[Point-based annotation data]

------

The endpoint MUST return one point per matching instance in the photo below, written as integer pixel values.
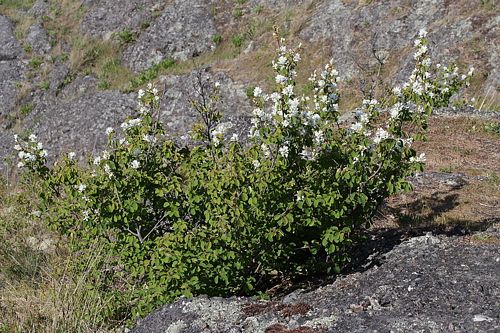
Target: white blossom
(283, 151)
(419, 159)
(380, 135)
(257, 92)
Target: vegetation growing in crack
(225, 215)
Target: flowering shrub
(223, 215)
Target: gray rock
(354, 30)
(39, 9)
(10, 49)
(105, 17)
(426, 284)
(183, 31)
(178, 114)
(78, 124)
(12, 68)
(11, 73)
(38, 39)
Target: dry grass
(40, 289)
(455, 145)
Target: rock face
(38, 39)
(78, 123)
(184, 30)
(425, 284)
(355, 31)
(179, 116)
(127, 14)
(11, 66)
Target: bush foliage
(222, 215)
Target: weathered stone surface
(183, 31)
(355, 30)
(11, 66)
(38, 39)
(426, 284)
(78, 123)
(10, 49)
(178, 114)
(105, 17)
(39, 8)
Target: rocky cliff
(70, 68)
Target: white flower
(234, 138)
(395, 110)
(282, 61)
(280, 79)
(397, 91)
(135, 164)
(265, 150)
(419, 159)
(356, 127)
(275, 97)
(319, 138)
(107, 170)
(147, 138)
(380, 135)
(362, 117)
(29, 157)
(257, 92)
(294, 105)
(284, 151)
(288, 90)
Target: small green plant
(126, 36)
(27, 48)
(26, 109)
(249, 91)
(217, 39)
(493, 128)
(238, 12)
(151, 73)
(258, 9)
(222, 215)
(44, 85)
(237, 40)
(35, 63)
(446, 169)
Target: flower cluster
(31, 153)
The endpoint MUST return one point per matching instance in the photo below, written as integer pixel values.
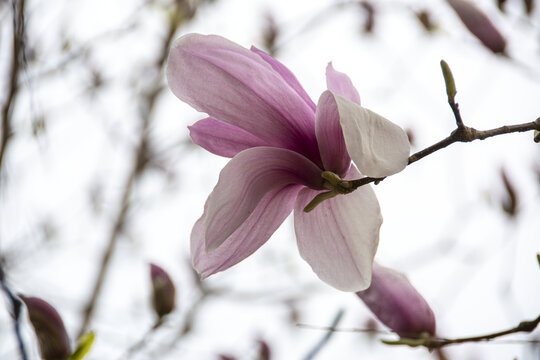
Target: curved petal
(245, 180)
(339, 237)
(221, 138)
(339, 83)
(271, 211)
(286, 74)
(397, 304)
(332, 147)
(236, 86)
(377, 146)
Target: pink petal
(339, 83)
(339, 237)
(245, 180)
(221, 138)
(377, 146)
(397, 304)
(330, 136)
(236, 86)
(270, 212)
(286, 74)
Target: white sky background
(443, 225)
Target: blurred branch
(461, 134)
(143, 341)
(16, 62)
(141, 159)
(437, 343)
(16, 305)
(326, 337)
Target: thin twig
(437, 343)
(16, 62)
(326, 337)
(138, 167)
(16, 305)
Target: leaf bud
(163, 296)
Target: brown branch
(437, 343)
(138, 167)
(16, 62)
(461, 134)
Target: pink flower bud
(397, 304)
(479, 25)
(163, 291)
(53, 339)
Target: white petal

------

▸ **WRITTEN TASK**
Each record should be quoted exactly, with the images omitted.

▸ **TASK RESULT**
The endpoint MUST return one point per matching instance in the photo below, written as integer pixel values.
Target: white blossom
(283, 151)
(419, 159)
(380, 135)
(257, 92)
Target: vegetation growing in crack
(225, 215)
Target: flowering shrub
(223, 215)
Target: gray rock
(354, 30)
(39, 9)
(10, 49)
(105, 17)
(426, 284)
(183, 31)
(178, 114)
(78, 124)
(12, 68)
(11, 73)
(38, 39)
Target: dry grass
(40, 289)
(455, 145)
Target: rock face
(38, 39)
(78, 123)
(184, 30)
(425, 284)
(355, 31)
(179, 116)
(127, 14)
(11, 66)
Target: bush foliage
(222, 215)
Target: weathered stone surface
(183, 31)
(355, 30)
(11, 66)
(38, 39)
(426, 284)
(78, 123)
(10, 49)
(178, 114)
(105, 17)
(39, 8)
Target: rocky cliff
(70, 68)
Target: white flower
(234, 138)
(395, 110)
(282, 61)
(280, 79)
(397, 91)
(135, 164)
(265, 150)
(419, 159)
(356, 127)
(275, 97)
(319, 138)
(107, 170)
(147, 138)
(380, 135)
(362, 117)
(29, 157)
(257, 92)
(294, 105)
(284, 151)
(288, 90)
Target: small green plant
(126, 36)
(27, 48)
(26, 109)
(249, 91)
(217, 39)
(493, 128)
(238, 12)
(151, 73)
(258, 9)
(222, 215)
(44, 85)
(237, 40)
(35, 63)
(446, 169)
Target: flower cluster
(31, 153)
The endpoint MUST return one point per matching instance in the photo below, written as integer pixel values.
Target: curved petal
(245, 180)
(339, 237)
(221, 138)
(339, 83)
(271, 211)
(286, 74)
(397, 304)
(332, 147)
(236, 86)
(377, 146)
Target: pink petal
(339, 83)
(339, 237)
(245, 180)
(221, 138)
(377, 146)
(397, 304)
(330, 136)
(236, 86)
(270, 212)
(286, 74)
Target: white sky background
(443, 225)
Target: blurred branch
(461, 134)
(143, 341)
(16, 62)
(141, 159)
(437, 343)
(16, 305)
(326, 337)
Target: thin twig
(437, 343)
(16, 62)
(326, 337)
(138, 167)
(16, 305)
Target: leaf bud
(163, 296)
Target: brown branch
(437, 343)
(138, 167)
(16, 62)
(461, 134)
Target: pink flower bud
(397, 304)
(479, 25)
(163, 291)
(53, 339)
Target: white petal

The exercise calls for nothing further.